Mettez à jour le texte de la page entre "LA PART DES" et "en mer Rouge." inclus, en y remplaçant "Hodeidah" par "Hodeïda".

> [Texte de la page]
↓↓↓

Albin Michel (p. 138-149).


XI

LA PART DES AVEUGLES


C’est à Dahlak que j’ai vécu cette histoire-là. Dahlak, sur la côte d’Afrique, est la principale des îles perlières du groupe de Massaouah d’Érythrée.

Au fait, je vous dois des explications ; vous quittez des gens chez Son Altesse le Demi-Glaive de l’Islam, à Hodeidah, alors qu’ils la supplient de les laisser gagner Aden à travers son territoire et vous les retrouvez en mer Rouge.

Voici la raison de la chose.

Le papa de Son Altesse tardant à répondre, nous regardions sans cesse la mer. Aussi, l’autre matin, vîmes-nous un point dans le lointain. Il ne nous échappa plus. Le point grossit, prit forme : une voile, une panse. C’était un sambouk. Un ronronnement, bonheur ! C’était un sambouk à moteur. Il jeta l’ancre, barbota comme un gros canard, puis se laissa bercer. Bientôt la mer éclaboussa son flanc droit : des mains avaient jeté un houri. Deux silhouettes sautèrent dans le houri qui se détacha et gagna le lavoir, je veux dire le port. Les deux hommes mirent pied sur les pierres de corail, atteignirent la jetée et vinrent dans la ville ; l’un très grand, l’autre très petit, maigres tous les deux. Un casque jadis blanc, mais qui s’était roulé dans du cambouis comme un âne se roule dans l’herbe, une poitrine creuse encadrée d’une veste non boutonnée, de longues jambes flageolant dans les tuyaux d’un pantalon sans couleur, tel était le grand, qui portait aussi des verres jaunes. Le petit n’était pas si bien vêtu, c’est toute la description qu’il mérite.

Ils marchaient côte à côte, vite, comme des gens ayant affaire dans le pays. Les mouches des ruelles les virent passer, muets, mais ne se quittant pas d’un pouce. Le dos de leur veste, sans doute en papier buvard, buvait la sueur de leurs omoplates. Le petit était tout de même un peu trop grand pour servir de canne à l’autre, ce qui était regrettable pour l’autre qui vacillait de plus en plus. Arrivés à la partie sombre du bazar, ils entrèrent dans une échoppe qu’un juif bronzé, assis dans le fond, éclairait de ses deux yeux.

Le grand était Italien, le petit était Grec et tous deux étaient ivres. Les trois lascars traitaient une affaire fort mystérieuse. Les ayant observés suffisamment, nous entrâmes dans le repaire.

↑↑↑

> [Jeu d'enregistrements]
↓↓↓

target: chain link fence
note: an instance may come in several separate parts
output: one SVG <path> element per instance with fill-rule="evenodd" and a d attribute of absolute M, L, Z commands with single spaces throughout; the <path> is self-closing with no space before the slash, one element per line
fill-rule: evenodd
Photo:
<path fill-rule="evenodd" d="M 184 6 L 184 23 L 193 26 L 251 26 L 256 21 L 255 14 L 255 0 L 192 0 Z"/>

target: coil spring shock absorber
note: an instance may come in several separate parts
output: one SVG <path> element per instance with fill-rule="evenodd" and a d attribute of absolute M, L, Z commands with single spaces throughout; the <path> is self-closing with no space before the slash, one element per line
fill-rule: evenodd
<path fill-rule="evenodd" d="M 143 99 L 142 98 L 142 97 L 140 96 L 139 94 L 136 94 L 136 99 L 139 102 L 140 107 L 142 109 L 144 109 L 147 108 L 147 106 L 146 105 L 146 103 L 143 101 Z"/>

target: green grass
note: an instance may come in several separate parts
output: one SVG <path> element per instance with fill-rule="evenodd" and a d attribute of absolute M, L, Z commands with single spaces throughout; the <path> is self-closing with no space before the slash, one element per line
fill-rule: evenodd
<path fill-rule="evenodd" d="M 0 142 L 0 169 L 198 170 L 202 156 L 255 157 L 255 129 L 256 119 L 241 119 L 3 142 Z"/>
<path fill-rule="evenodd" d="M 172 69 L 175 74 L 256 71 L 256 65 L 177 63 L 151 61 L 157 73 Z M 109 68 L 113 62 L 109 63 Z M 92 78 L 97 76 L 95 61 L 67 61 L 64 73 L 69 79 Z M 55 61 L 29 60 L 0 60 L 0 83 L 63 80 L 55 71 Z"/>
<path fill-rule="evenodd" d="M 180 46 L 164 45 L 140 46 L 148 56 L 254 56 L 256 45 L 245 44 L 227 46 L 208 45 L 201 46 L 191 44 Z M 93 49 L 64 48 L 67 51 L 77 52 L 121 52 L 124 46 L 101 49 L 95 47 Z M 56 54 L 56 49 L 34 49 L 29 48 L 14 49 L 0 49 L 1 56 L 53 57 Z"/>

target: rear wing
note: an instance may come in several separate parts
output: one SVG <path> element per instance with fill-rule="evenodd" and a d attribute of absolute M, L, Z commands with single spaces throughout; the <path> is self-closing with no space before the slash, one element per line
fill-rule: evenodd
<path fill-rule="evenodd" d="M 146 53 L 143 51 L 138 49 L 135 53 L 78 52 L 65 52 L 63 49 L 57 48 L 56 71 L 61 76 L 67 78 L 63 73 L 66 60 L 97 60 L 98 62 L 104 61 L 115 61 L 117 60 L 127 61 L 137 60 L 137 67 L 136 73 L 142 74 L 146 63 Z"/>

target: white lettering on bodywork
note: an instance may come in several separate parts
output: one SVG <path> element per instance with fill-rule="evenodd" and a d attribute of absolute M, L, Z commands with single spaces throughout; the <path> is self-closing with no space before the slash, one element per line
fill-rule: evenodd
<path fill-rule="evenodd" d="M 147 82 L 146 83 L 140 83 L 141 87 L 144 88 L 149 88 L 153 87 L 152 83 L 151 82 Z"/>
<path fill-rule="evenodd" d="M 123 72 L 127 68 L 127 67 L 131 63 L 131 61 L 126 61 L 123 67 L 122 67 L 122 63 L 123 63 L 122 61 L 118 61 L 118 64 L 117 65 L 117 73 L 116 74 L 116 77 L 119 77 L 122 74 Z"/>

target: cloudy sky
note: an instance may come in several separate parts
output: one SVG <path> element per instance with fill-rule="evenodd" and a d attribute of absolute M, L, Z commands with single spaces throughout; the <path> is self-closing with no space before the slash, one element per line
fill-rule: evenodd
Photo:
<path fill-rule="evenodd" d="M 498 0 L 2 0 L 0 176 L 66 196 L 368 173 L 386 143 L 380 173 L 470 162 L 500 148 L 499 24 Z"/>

↑↑↑

> [Réponse au problème]
LA PART DES AVEUGLES


C’est à Dahlak que j’ai vécu cette histoire-là. Dahlak, sur la côte d’Afrique, est la principale des îles perlières du groupe de Massaouah d’Érythrée.

Au fait, je vous dois des explications ; vous quittez des gens chez Son Altesse le Demi-Glaive de l’Islam, à Hodeïda, alors qu’ils la supplient de les laisser gagner Aden à travers son territoire et vous les retrouvez en mer Rouge.